Begin Passage provided

Now if you assume a loudspeaker that is responding to the transient, then the impedance will be whatever the loudspeaker's impedance is at the frequency/frequencies involved with the transient.
Of course the speaker responds, but not in the same way that it would if it weren’t moving in the opposite direction to the transient voltage in the first place. Before it can move in the opposite direction it must first stop.
Loudspeakers with instant response have not been invented yet. If the speaker is not moving in the first place then it does not first have to stop. The delay in changing directions is exactly what I am talking about. In that instant, if there were a resistor in series with the speaker the voltage drop would be greater for the cone moving in the opposite direction to the driving voltage than a cone at rest when that driving voltage was applied. That translates to a lower than usual impedance which a MOSFET amplifier with feedback responds to (see demonstration below).
I don't know what circles you move in, but where I come from, back-EMF is rather routinely described in relation to loudspeakers. In fact, you can't discuss a loudspeaker's electrical impedance without implicitly discussing back-EMF. It's precisely back-EMF that makes your loudspeaker a reactive load as opposed to a nice static, purely resistive load.
Yes, but you are including the voltage produced by an overshooting speaker as back EMF. It isn’t. Charge a coil and then take away the charging voltage then a voltage will be produced by the coil as the field collapses (lookup Lenz’s Law). If the applied voltage is AC then we can see this on a trace as a phase change. Obviously speaker coils are inductors as well. But the overshoot voltage is not back EMF (not caused by the collapsing of a field) unless the term is used more loosely than I had realised.

End Passage provided
Begin Provided material

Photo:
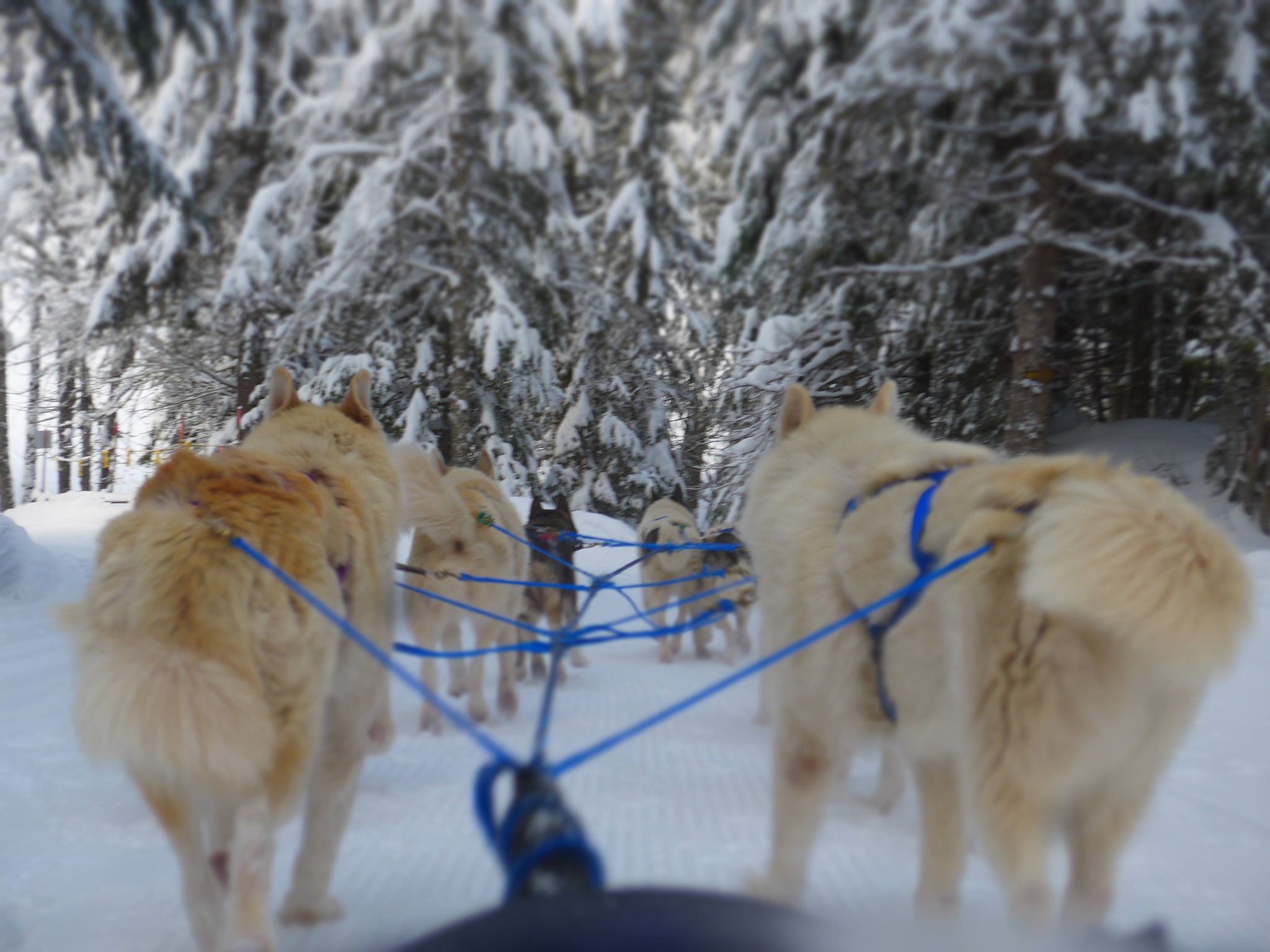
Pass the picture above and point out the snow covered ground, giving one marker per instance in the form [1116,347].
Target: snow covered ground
[83,866]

End Provided material

* To do
(1) Copy from the loudspeaker discussion the passage from "Loudspeakers with instant" to "(see demonstration below).".
(2) In the loudspeaker discussion, what must a speaker do before it can move in the opposite direction?
(3) Continue the loudspeaker discussion from where it stops.

* Task results
(1)
Loudspeakers with instant response have not been invented yet. If the speaker is not moving in the first place then it does not first have to stop. The delay in changing directions is exactly what I am talking about. In that instant, if there were a resistor in series with the speaker the voltage drop would be greater for the cone moving in the opposite direction to the driving voltage than a cone at rest when that driving voltage was applied. That translates to a lower than usual impedance which a MOSFET amplifier with feedback responds to (see demonstration below).

(2) It must first stop.

(3)
Square wave and triangular waves are not sine waves.
No, they're not. I don't recall saying or implying that they were. Though I might mention that square waves and triangular waves can be described and produced as sums of multiple sine waves.
Your obviously from the pre-digital era. Fourier transform reduces
to sine waves, Wigner transform reduces to square waves. Look it up.But the driving voltage will meet a voltage that has the opposite polarity.
Not if the cone (or more specifically the voice coil) moves in the opposite direction as you state above. If the voice coil moves in the opposite direction due to the driving voltage being reversed, then it will see an opposing voltage. I.e. back-EMF.
Before it can move in the opposite direction it must stop. Before it can stop its momentum must be overcome. This momentum does not have to be overcome if the speaker is not moving in the first place. Before the cone stops moving, it will produce a voltage that you call Back EMF that is the opposite in polarity to the voltage that is trying to send the cone off in the opposite direction. This is the same as a transient low impedance that a MOSFET amp with feedback can correct for (though not perfectly).
What the amplifier is trying to do, whether it uses feedback or not, is to maintain a voltage across its output identical to that across its input except higher in amplitude (assuming the amplifier has voltage gain greater than 1). Period. In order for it to "push harder" it would have to increase the voltage across its output to greater than it would be otherwise (i.e. input signal times voltage gain). And if it's increasing the voltage across its output beyond this point, i.e. "pushing harder" then it's doing something it shouldn't be doing.
Not so. For a MOSFET amp (of the Hitachi MOSFET variety), the output changes in response to the load as I’ve maintained all along. Feedback is required to maintain a constant voltage so when the load increases, the output pushes harder, that is, the current rises. If the speaker produces a voltage, either from the back EMF caused by a collapsing field or voltage produced by the overshooting speaker, the amplifier corrects for those as well.
When the impedance of a load suddenly changes, as clearly outlined above, the output voltage changes and so, via the feedback circuit, the gate voltage is raised - the amplifier pushes harder.
In conclusion, if the driver was reproducing a low frequency sine wave at the same time a short high amplitude signal representing the leading edge of a drum sound or other percussive sound, then the amplifier without feedback will fail to control the driver properly - the change in impedance will be ignored. The amplifier with feedback will correct for some of the speaker overshoot (no amplifier/speaker is perfect) and produce a more faithful sound (in this case, a drum sound).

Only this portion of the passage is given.